TEXTAUSZUG:
• • • • • • •

Das in chinesischer Lackkunst (?) auf der Platte eines Wandtisches gemalte Bild (ursprünglich natürlich farbig) hat original keinen Titel. Als rare authentische Darstellung eines Barockorchesters der ersten Hälfte des 18. Jahrhunderts zeigt es Wilhelmine von Bayreuth und ihr orchestre. Das von drei vergoldeten Beinen gestützte Möbelstück war ein Geschenk Wilhelmines für den Musiksaal ihres Bruders Kronprinz Friedrich, in den Jahren, als sich beide eigene Hofstaaten in Rheinsberg und Bayreuth einrichteten. Zuletzt bis zum Zweiten Weltkrieg im Hohenzollernmuseum Berlin ausgestellt, ist es seit Kriegsende verschollen und nur noch ein Schwarzweißfoto davon erhalten.

Zum Bild

Hintergrund

Frisch verheiratet mit Erbprinz Friedrich von Brandenburg-Bayreuth war die preußische Prinzessin Wilhelmine 1732 aus Berlin in die fränkische Residenz gekommen, wo sie 1735 Markgräfin wurde. 1737/38 begann sie mit der Gründung eines Hoforchesters und organisierte in der Nebenresidenz Erlangen erste Opernaufführungen. Das ihrem Bruder Kronprinz Friedrich im Oktober 1739 nach Rheinsberg überschickte Gemälde davon stelle ihren inzwischen „kleinen hiesigen Parnaß“ dar, obwohl er dieses Namens noch nicht würdig sei, wie sie betonte.

Beschreibung

Die 4-stimmige Streichergruppe – Violine I und II, Bratsche, Violoncello/Kontrabass – zeigt im Ansatz die zur Aufführung barocker Bühnenwerke nötige chorische Besetzung. Der Generalbass, Grundlage im Barockorchester, wird von Violoncello und Violone gebildet, dem so genannten „Continuo“, wobei der extrem lange Hals des Kontrabasses auffällt, der hier mit „Obergriff“ der Bogenhand gespielt wird. Sogar eine klanglich differenzierte Generalbass-Begleitung kann, dem Bilde nach, von drei Fagotten (auf der linken Seite) verstärkt oder alternativ solistisch ausgeführt werden. Das Cembalo, das mit seinen mitlaufenden Akkorden die harmonische Klangverstärkung gibt, wird von Wilhelmine gespielt.

Auffällig: Den Mittelpunkt des Bildes bildet das Notenbuch des Cellisten, auf dem neben doppelten Notenliniensysthemen ein Musiktitel (sehr schwach) zu erahnen ist. Etwas überzeugender wirkt der Eindruck eines Titels beim Notenbuch des Kontrabassisten (das ja mit dem des Cellisten gleichläuft), wo bei weitgehender Vergrößerung immerhin ein doppelstrichiger Initialbuchstabe „A“ zu verifizieren ist.

• • • • • • •

DATENAUSZUG:
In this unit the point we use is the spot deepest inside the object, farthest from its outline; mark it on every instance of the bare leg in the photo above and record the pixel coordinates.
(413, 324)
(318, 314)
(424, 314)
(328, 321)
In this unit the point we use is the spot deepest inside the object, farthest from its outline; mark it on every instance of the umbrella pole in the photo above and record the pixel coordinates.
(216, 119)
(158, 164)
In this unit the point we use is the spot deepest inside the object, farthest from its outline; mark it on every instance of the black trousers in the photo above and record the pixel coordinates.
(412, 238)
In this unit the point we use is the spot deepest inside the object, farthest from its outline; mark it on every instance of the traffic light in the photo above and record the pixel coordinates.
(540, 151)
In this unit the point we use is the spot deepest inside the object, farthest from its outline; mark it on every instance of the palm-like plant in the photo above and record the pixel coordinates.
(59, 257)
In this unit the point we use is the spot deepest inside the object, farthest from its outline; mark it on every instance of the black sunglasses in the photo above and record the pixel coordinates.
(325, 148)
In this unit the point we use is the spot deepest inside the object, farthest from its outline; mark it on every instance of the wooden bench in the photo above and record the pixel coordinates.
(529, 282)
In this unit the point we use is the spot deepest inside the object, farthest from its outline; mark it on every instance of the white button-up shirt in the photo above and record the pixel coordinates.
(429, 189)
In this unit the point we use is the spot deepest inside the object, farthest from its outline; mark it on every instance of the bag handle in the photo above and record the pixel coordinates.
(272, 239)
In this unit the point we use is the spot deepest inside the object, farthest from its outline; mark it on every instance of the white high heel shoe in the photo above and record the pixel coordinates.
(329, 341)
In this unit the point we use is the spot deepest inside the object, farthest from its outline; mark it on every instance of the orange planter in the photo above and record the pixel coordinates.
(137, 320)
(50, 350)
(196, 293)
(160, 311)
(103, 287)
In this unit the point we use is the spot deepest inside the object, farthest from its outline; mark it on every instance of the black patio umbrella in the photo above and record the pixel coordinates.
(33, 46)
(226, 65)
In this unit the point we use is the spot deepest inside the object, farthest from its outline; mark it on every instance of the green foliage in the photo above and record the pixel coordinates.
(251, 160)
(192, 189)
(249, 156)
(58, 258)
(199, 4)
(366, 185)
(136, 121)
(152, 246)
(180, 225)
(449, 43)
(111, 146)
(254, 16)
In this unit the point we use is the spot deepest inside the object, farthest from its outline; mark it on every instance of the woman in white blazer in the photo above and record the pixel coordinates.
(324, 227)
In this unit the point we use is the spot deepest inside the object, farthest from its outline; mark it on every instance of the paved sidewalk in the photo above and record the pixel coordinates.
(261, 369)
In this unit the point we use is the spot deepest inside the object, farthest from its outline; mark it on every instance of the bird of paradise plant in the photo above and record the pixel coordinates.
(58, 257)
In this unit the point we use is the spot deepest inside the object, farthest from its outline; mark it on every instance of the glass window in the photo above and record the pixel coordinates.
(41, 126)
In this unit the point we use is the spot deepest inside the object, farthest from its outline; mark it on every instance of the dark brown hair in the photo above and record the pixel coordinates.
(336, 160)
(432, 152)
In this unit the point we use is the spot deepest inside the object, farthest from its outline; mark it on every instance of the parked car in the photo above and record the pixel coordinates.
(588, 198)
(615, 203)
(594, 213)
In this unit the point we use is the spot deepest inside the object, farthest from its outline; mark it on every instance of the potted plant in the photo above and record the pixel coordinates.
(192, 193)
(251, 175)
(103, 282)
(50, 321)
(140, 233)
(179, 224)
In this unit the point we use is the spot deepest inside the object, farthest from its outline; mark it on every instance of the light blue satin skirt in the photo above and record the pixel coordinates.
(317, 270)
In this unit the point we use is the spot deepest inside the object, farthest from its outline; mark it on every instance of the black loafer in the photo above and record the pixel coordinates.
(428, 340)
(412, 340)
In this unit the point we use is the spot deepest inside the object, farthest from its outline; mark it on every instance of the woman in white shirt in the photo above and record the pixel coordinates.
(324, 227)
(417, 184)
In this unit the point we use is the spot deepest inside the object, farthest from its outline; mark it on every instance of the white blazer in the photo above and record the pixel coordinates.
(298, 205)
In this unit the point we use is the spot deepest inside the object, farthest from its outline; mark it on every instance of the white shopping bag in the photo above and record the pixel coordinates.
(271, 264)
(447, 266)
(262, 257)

• • • • • • •

ERFORDERLICHE SCHRITTE:
[1] Wiederhole wortgetreu den Abschnitt des Textauszugs, der mit den Worten beginnt, die „Beschreibung“ enthalten, und mit „von Wilhelmine gespielt.“ schließt.
[2] Nenne sämtliche Jahreszahlen, die im Textauszug vorkommen.

LÖSUNGEN DER AUFGABEN:
[1]
Beschreibung

Die 4-stimmige Streichergruppe – Violine I und II, Bratsche, Violoncello/Kontrabass – zeigt im Ansatz die zur Aufführung barocker Bühnenwerke nötige chorische Besetzung. Der Generalbass, Grundlage im Barockorchester, wird von Violoncello und Violone gebildet, dem so genannten „Continuo“, wobei der extrem lange Hals des Kontrabasses auffällt, der hier mit „Obergriff“ der Bogenhand gespielt wird. Sogar eine klanglich differenzierte Generalbass-Begleitung kann, dem Bilde nach, von drei Fagotten (auf der linken Seite) verstärkt oder alternativ solistisch ausgeführt werden. Das Cembalo, das mit seinen mitlaufenden Akkorden die harmonische Klangverstärkung gibt, wird von Wilhelmine gespielt.

[2] Im Textauszug kommen die Jahreszahlen 1732, 1735, 1737/38 und 1739 vor.